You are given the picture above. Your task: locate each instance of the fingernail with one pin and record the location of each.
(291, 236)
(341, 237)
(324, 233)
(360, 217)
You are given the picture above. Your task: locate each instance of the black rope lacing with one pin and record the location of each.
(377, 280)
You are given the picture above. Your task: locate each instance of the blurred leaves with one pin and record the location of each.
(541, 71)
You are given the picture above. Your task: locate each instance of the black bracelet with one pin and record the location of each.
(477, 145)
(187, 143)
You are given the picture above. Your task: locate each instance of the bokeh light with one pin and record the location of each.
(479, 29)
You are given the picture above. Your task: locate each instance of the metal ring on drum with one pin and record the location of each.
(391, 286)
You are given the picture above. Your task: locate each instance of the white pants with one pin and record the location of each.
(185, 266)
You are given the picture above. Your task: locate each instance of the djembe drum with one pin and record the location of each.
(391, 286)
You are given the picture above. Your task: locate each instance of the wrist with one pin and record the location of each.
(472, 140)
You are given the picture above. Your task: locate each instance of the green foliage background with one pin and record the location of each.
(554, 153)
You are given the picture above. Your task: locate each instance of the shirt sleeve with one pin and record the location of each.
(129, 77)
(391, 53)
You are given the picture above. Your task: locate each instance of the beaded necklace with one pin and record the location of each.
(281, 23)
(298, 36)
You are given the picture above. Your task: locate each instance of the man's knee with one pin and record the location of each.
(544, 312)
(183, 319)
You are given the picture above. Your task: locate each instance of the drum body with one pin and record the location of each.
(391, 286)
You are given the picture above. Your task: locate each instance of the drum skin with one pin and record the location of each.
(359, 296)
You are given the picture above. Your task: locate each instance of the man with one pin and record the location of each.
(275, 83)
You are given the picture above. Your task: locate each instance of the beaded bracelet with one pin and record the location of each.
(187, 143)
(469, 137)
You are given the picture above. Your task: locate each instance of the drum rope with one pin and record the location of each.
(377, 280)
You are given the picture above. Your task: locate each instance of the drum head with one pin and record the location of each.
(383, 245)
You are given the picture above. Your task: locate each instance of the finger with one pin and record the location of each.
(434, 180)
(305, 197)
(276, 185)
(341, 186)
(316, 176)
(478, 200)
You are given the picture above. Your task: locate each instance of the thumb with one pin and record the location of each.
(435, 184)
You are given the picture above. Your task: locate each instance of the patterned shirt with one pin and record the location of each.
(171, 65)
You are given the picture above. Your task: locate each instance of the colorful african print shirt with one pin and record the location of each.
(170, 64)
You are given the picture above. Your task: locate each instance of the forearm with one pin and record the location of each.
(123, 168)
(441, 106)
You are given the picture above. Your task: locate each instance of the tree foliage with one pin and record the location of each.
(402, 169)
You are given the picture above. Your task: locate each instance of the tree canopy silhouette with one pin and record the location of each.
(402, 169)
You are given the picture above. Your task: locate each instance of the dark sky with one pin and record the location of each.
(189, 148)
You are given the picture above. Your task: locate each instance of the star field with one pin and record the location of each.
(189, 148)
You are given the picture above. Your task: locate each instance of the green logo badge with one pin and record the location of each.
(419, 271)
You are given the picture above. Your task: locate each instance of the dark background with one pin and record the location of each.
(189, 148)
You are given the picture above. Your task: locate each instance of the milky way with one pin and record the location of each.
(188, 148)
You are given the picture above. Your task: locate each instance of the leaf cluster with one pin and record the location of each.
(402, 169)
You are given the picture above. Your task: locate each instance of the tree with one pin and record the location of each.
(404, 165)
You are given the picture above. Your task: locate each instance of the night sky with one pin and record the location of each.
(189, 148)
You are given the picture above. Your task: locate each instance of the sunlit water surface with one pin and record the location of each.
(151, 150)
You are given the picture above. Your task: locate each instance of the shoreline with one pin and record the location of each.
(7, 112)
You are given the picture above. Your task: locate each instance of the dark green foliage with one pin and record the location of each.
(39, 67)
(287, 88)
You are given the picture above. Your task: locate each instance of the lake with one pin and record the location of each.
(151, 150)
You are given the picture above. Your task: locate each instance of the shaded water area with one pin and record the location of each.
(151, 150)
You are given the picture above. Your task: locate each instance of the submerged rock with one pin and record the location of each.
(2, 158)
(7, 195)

+++++

# INSTRUCTIONS FOR THE TASK
Print exactly the lines from the one with "the tree with" through the end of the data, inclusive.

# ANSWER TO THIS TASK
You are given the picture above. Your task: locate each instance of the tree with one pin and record the location of each.
(404, 165)
You are given the picture above. Your task: locate each instance of the night sky with one pin and record the location of each.
(189, 148)
You are given the picture above. Your task: locate each instance of the sunlit water surface with one pin and record the location of each.
(151, 150)
You are given the picture above. Your task: locate each instance of the shoreline with one pin and record the location of each.
(7, 112)
You are given the picture above. Your task: locate each instance of the dark green foliage with one pin and record the location of each.
(39, 67)
(287, 88)
You are given the picture above. Your task: locate each instance of the lake with one pin and record the location of each.
(151, 150)
You are given the picture above. Your task: locate each instance of the shaded water area with one pin and record the location of each.
(151, 150)
You are given the picture above. Your task: locate each instance of the submerged rock with one pin and record the location of each.
(2, 158)
(7, 195)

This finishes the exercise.